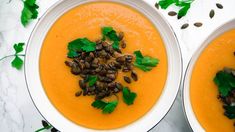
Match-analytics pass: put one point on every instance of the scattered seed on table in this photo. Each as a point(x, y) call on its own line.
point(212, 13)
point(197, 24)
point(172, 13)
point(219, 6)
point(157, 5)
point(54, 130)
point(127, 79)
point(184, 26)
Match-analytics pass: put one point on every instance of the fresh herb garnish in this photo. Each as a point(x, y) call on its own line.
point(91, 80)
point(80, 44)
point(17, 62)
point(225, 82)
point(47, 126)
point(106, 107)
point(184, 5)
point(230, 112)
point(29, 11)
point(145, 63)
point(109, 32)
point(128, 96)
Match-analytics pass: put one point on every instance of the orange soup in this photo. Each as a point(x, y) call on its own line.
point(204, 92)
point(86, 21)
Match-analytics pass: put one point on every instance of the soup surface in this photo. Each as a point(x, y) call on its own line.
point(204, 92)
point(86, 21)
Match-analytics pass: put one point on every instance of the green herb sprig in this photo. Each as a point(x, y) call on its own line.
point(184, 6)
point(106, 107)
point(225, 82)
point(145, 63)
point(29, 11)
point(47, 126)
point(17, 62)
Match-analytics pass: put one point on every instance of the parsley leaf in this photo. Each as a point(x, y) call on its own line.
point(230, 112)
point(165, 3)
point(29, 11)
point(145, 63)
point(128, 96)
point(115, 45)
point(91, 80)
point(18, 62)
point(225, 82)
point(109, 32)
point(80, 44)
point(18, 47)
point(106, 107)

--

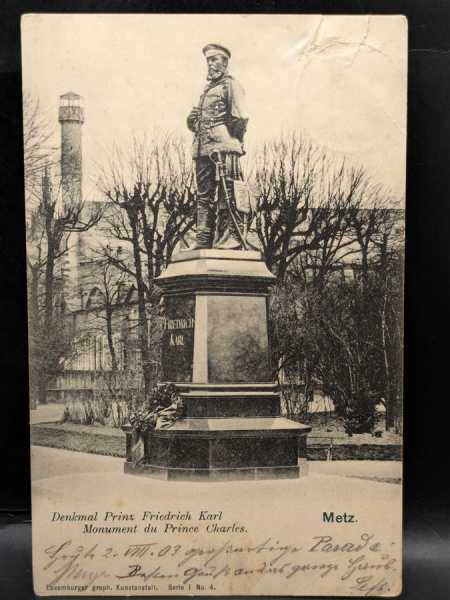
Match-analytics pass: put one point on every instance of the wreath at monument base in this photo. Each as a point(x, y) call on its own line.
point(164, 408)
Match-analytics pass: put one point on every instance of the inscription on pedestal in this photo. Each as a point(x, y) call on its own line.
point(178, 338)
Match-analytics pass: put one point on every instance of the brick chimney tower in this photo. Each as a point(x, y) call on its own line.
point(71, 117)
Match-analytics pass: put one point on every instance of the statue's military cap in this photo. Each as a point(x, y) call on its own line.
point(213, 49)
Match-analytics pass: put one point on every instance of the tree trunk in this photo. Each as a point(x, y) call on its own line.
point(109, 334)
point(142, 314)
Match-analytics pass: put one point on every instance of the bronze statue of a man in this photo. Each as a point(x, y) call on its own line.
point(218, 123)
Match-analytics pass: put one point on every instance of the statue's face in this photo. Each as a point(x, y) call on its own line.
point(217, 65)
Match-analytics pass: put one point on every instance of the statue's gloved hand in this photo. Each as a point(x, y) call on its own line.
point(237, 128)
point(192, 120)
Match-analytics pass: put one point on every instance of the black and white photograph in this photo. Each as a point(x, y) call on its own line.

§ Work required
Copy the material starting at the line that has "of the scattered" and ending after the line that has "point(184, 26)", replacing "scattered seed" with "loose seed" and leaving everything else unchanged. Give only those lines.

§ Problem solution
Match-analytics pass: put one point on every instance of the loose seed on table in this photo. Each as a point(x, y) call on its own line.
point(212, 13)
point(197, 24)
point(172, 13)
point(219, 6)
point(157, 5)
point(54, 130)
point(127, 79)
point(184, 26)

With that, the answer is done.